## EXERCISE INSTRUCTIONS
Each of the entries should be retyped precisely as it appears.

## STORED DATA
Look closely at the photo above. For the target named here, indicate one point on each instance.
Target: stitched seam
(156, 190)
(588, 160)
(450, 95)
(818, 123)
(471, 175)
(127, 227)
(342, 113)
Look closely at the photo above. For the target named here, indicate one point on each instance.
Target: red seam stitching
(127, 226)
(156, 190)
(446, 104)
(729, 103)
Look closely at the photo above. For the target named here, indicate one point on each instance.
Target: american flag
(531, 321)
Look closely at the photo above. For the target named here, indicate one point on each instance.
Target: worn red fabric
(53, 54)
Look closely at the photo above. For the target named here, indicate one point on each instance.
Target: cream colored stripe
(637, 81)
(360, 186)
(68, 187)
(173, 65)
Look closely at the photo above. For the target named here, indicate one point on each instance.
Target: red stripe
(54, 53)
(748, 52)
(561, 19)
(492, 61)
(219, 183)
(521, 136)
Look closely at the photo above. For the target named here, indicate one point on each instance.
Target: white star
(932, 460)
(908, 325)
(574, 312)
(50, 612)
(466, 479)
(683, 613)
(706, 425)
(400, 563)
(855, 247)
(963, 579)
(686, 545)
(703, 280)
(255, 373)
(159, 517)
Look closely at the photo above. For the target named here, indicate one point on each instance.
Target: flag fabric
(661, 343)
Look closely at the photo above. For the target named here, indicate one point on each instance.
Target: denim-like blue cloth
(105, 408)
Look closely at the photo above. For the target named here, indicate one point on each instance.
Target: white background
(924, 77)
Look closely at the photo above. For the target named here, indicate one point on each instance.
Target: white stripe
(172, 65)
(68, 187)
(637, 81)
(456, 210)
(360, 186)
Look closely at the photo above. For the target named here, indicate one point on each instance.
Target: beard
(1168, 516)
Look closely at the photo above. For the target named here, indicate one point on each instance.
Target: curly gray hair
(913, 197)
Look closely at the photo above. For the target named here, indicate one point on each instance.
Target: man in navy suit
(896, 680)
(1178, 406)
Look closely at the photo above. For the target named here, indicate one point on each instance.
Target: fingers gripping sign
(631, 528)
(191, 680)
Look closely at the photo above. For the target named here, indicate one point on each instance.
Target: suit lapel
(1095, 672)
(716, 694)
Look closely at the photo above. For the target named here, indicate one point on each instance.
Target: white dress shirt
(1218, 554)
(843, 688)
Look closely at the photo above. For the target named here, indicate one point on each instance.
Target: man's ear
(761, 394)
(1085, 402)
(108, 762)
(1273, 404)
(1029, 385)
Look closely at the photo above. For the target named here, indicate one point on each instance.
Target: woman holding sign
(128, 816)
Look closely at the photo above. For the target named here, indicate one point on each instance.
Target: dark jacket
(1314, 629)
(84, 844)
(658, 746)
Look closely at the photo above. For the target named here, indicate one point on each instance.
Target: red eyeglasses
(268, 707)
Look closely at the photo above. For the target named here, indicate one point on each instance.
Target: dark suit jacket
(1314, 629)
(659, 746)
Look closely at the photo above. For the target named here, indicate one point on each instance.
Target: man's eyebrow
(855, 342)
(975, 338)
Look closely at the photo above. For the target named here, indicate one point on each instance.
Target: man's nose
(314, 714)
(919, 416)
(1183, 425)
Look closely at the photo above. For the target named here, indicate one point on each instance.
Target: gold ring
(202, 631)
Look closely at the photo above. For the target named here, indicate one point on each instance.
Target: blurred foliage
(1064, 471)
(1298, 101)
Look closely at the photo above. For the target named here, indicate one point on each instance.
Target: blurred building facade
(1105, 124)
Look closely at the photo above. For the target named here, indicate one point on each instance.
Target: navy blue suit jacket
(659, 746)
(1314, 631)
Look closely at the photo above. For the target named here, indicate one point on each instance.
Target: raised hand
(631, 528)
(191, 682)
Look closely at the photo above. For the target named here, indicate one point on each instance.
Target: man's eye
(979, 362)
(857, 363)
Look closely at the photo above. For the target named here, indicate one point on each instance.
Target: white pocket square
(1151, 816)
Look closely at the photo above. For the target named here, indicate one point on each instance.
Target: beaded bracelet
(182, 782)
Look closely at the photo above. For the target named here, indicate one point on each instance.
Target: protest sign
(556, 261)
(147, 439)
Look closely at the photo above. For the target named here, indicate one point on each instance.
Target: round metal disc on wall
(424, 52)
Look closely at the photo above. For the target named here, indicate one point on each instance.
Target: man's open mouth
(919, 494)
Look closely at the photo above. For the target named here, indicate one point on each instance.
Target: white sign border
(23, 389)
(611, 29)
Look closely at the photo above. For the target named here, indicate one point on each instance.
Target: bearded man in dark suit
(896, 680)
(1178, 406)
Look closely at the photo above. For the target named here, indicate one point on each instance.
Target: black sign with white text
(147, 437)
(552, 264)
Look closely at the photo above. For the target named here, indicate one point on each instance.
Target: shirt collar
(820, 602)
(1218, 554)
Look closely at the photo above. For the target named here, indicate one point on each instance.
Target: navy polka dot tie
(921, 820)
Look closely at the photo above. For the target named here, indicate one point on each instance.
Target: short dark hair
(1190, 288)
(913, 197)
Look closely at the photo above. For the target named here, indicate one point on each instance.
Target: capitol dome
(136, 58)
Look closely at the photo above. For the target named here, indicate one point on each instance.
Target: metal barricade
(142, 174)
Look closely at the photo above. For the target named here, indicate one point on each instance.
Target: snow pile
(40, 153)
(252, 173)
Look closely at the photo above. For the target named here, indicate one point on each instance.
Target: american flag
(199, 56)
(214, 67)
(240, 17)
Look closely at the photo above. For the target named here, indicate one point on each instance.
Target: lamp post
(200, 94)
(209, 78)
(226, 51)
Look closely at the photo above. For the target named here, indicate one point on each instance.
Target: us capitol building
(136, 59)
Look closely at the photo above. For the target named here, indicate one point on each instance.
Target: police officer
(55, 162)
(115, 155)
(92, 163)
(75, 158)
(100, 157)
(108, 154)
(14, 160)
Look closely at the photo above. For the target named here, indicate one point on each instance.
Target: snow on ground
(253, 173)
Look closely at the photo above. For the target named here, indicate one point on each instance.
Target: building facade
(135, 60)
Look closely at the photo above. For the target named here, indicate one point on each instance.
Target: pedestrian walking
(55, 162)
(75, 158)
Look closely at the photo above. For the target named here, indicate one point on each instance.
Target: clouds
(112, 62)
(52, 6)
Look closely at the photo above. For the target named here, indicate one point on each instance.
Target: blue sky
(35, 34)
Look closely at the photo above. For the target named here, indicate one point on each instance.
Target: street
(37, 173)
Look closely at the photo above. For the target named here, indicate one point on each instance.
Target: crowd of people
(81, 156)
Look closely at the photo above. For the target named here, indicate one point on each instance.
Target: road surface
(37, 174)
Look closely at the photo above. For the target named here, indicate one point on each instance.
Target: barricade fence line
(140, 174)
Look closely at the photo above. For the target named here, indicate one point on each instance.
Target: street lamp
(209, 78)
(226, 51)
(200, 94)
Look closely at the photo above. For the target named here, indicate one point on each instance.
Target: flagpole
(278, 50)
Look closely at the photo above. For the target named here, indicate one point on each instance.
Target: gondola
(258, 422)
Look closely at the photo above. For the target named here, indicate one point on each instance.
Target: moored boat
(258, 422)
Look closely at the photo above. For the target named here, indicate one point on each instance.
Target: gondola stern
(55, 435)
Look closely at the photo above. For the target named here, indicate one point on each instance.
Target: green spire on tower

## FINISHED TASK
Look closely at the photo above. For the target named here, indicate one point on each instance.
Target: stitched seam
(156, 190)
(588, 160)
(450, 95)
(818, 123)
(471, 175)
(127, 227)
(342, 113)
Look closely at the photo above. For the target named here, indicate one point on each instance.
Target: red seam stitching
(127, 226)
(156, 190)
(446, 104)
(729, 103)
Look closely at the photo above. For the target named here, indicate one point on each instance.
Target: american flag
(531, 321)
Look closely at the photo above. For the target named here, indicate one point on each instance.
Target: worn red fabric
(53, 54)
Look closely at the photo above. For the target named here, indicate one point on each instance.
Target: cream colored stripe
(637, 81)
(360, 186)
(68, 187)
(173, 65)
Look closely at the photo above. For the target named here, indicate one point on each instance.
Target: red stripe
(54, 53)
(748, 52)
(561, 19)
(492, 61)
(219, 183)
(521, 136)
Look closely at the photo above. For the target named here, indicate one point on each instance.
Target: white star
(932, 460)
(908, 325)
(574, 312)
(50, 612)
(466, 479)
(683, 613)
(706, 425)
(400, 563)
(855, 247)
(963, 579)
(686, 545)
(703, 280)
(255, 373)
(159, 517)
Look closely at the photo above. For the target named here, indicate one point on each instance.
Target: flag fabric
(661, 343)
Look closely at the photo above. For the target named here, indicate one point on each instance.
Target: denim-like blue cloth
(105, 408)
Look closely at the photo above. For the target named here, indicate one point on each instance.
Target: white background
(924, 77)
Look closely at the photo above. For the target named here, indicate one point on each instance.
Target: white stripe
(172, 65)
(68, 187)
(637, 81)
(456, 210)
(360, 186)
Look closely at the photo above. For the target named here, indicate one point on each instance.
Target: beard
(1168, 516)
Look closely at the photo above. For the target named here, indicate one point on each instance.
Target: curly gray hair
(913, 197)
Look closely at the photo above. For the target named here, indicate one point on each instance.
Target: man in navy suit
(896, 680)
(1178, 406)
Look closely at the photo above. For the target named here, indicate one point on each instance.
Target: fingers gripping sign
(631, 528)
(191, 680)
Look closely at the photo above. For the target named here, indicate one point on each instance.
Target: suit lapel
(1095, 672)
(716, 694)
Look closely at the photo above. For the target named here, indicate one point on each instance.
Target: white dress shirt
(1218, 554)
(843, 688)
Look closely at the photo above. For the target named here, indicate one point on each instance.
Target: man's ear
(761, 394)
(1085, 402)
(108, 762)
(1273, 404)
(1029, 385)
Look closely at the photo above. For the target named here, indicate one point on each instance.
Target: woman holding sign
(128, 816)
Look closely at the photo above. For the target named here, indicate one point on each instance.
Target: dark jacket
(1314, 629)
(84, 844)
(658, 746)
Look closely at the photo above. For the target named here, indicate one point on each instance.
Target: red eyeglasses
(268, 707)
Look closely at the photo above. For the target named here, indicate one point on each instance.
Target: dark suit jacket
(1314, 629)
(659, 746)
Look closely at the photo above. For the target named here, indicate one point on each instance.
Target: man's eyebrow
(855, 342)
(975, 338)
Look closely at the photo above. For the target named here, indicate one point on each instance.
Target: man's nose
(314, 714)
(919, 416)
(1183, 425)
Look closely at the photo above. For the target named here, indicate one point on each instance.
Target: gold ring
(202, 631)
Look closely at the photo above. For the target named here, indicate one point on each instance.
Target: blurred foliage
(1064, 471)
(1298, 101)
Look closely at the photo above. For the target named here, indicate one point on each instance.
Target: blurred building facade
(1105, 124)
Look closely at the photo above. For the target named here, indicate one point on each instance.
Target: navy blue suit jacket
(659, 746)
(1314, 631)
Look closely at the photo above. For the target named here, indicate one point on each instance.
Target: raised hand
(631, 528)
(191, 682)
Look closely at the photo above. For the target named here, indicate one point on each instance.
Target: man's eye
(979, 362)
(857, 363)
Look closely at the photo above. For the target named here, indicate one point on each instance.
Target: white pocket square
(1151, 816)
Look closely at the photo above. For the target named here, indicate one point on each instance.
Target: beaded bracelet
(182, 782)
Look closely at the photo above. For the target named here, indicate one point on each instance.
Target: protest sign
(556, 261)
(147, 439)
Look closely at the photo above. For the target named here, indicate one point on each instance.
Target: round metal disc on wall
(424, 52)
Look closely at the photo above. For the target named here, indicate one point on each instance.
Target: man's open mouth
(919, 494)
Look closely at the photo above. For the target named here, indicate one point on each instance.
Target: white sign border
(23, 389)
(611, 29)
Look closely at the photo above. For the target named here, indicate one point on each instance.
Target: bearded man in dark suit
(896, 680)
(1178, 406)
Look closely at the photo above. For the target named here, indicate one point on each instance.
Target: black sign with white text
(147, 437)
(552, 264)
Look closely at the photo above. For the target named here, indicate one point on each instance.
Target: shirt collar
(820, 602)
(1218, 554)
Look closely at the photo above. For the target named here, indicate one point on each instance.
Target: navy polka dot tie
(921, 820)
Look closely at the photo above. For the target named here, indicate one point on each instance.
Target: short dark hair
(1190, 288)
(913, 197)
Look closely at the photo above. For the target named here, indicate one point on each instance.
Target: capitol dome
(136, 58)
Look closely at the photo above. For the target named here, indicate one point on each instance.
Target: metal barricade
(142, 174)
Look closely at the photo above. For the target named here, indicate one point on each instance.
Target: snow pile
(40, 153)
(252, 173)
Look closely at the photo above. For the target named here, indicate one point on each instance.
Target: american flag
(199, 56)
(214, 67)
(240, 17)
Look closely at the photo above. For the target named here, indicate one point on each instance.
Target: lamp post
(200, 94)
(209, 78)
(226, 51)
Look closely at the photo above. For the target named here, indicate one point on each instance.
Target: us capitol building
(136, 59)
Look closely at the photo above. For the target named here, indicate one point on each instance.
Target: police officer
(55, 162)
(115, 155)
(92, 163)
(75, 158)
(100, 157)
(108, 154)
(14, 160)
Look closely at the photo above. For the target named here, indicate one point on each instance.
Target: snow on ground
(253, 173)
Look closely at the photo above. For the target named here, indicate one point on each instance.
Target: building facade
(135, 60)
Look closely at the photo above. For the target named here, indicate one point on each instance.
Target: pedestrian walking
(55, 162)
(75, 158)
Look closely at the photo above. For the target named here, indicate one point on each instance.
Target: clouds
(112, 62)
(52, 6)
Look closely at the photo above. For the target named here, indicate one point on each instance.
Target: blue sky
(35, 34)
Look closely at the photo above. For the target named here, indicate one point on each instance.
Target: street
(37, 173)
Look closely at the photo above. For the target named here, indicate one point on each instance.
Target: crowd of people
(81, 156)
Look closely at the photo above. For the target named here, indicate one point on each instance.
Target: road surface
(37, 174)
Look closely at the photo above. For the target named here, indicate one point on each instance.
Target: barricade fence line
(140, 174)
Look closely at the photo above. For the target named here, indicate one point on each instance.
Target: street lamp
(209, 78)
(226, 51)
(200, 94)
Look closely at the photo above. For the target named here, indicate one point on each instance.
Target: flagpole
(278, 50)
Look closely at the photo above. For the target named here, indicate one point on each instance.
Target: gondola
(258, 422)
Look closely at the photo above. For the target named here, indicate one point on each instance.
Target: moored boat
(258, 422)
Look closely at the photo above. For the target named here, indicate one point on each instance.
Target: gondola stern
(55, 435)
Look closely at the photo above. For the target named here, indicate one point on each instance.
Target: green spire on tower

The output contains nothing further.